Render the lines below as a numbered list, leaving out blank lines and any pictures.

— Start —

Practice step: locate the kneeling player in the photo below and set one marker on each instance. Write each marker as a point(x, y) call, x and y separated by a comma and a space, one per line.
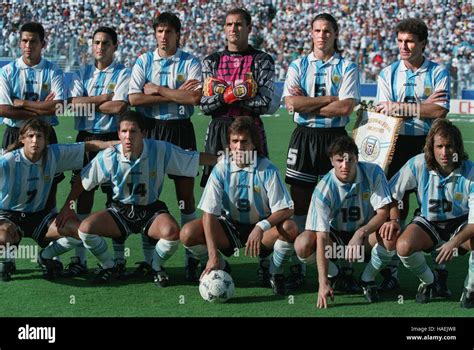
point(244, 203)
point(135, 168)
point(348, 206)
point(443, 177)
point(26, 176)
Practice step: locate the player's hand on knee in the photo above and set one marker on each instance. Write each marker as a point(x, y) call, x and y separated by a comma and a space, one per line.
point(242, 91)
point(446, 252)
point(214, 86)
point(252, 247)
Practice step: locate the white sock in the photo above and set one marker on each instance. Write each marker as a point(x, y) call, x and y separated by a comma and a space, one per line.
point(60, 246)
point(380, 258)
point(282, 252)
point(469, 281)
point(98, 246)
point(185, 218)
point(148, 248)
point(163, 251)
point(300, 222)
point(416, 263)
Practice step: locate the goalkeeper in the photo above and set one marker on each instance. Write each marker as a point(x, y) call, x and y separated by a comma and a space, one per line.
point(238, 81)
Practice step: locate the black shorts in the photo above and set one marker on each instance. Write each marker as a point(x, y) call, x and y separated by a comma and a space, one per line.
point(307, 154)
point(216, 140)
point(84, 136)
point(406, 148)
point(178, 132)
point(11, 135)
point(135, 218)
point(236, 233)
point(441, 231)
point(32, 225)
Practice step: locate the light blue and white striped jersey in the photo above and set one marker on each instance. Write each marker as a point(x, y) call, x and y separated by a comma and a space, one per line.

— End —

* Written solution
1. Practice step: locate the kneeling player in the photo below and set one marker on each instance. Write each marker as a point(x, y) call, x and y separated by a comma and a space, one per line.
2. point(244, 203)
3. point(135, 168)
4. point(348, 206)
5. point(443, 177)
6. point(26, 176)
7. Practice step: locate the player's hand on knee in the photo above and set one marker on each instance. Write each marker as a point(x, y) call, x and y separated by a comma and a space, one per line.
8. point(242, 91)
9. point(446, 252)
10. point(214, 86)
11. point(252, 247)
12. Practice step: locate the white sock in the photo above and set one marker on each instance. Write each marker as a point(x, y) call, x and y separated by a comma and a space, one per line.
13. point(60, 246)
14. point(380, 258)
15. point(282, 252)
16. point(469, 281)
17. point(98, 246)
18. point(185, 218)
19. point(148, 248)
20. point(163, 251)
21. point(300, 222)
22. point(416, 263)
23. Practice step: locate the goalkeeper in the photo above and set one marker on each instance. Write each marker as a point(x, y) call, x and y separated by a comma and a space, one per line.
24. point(238, 81)
25. Practice step: locate the black shorts in the photo above and set one marker on each instance. Write each marker as a point(x, y) call, x and y separated by a comma and a space, one per line.
26. point(307, 154)
27. point(216, 140)
28. point(84, 136)
29. point(406, 148)
30. point(178, 132)
31. point(11, 135)
32. point(135, 218)
33. point(236, 233)
34. point(441, 231)
35. point(32, 225)
36. Practice step: locate the light blue and white striped jersey in the photo above and set one marker on each instance. Write each marker as a point(x, y) call, x and y separated by a comma and a space, one per line.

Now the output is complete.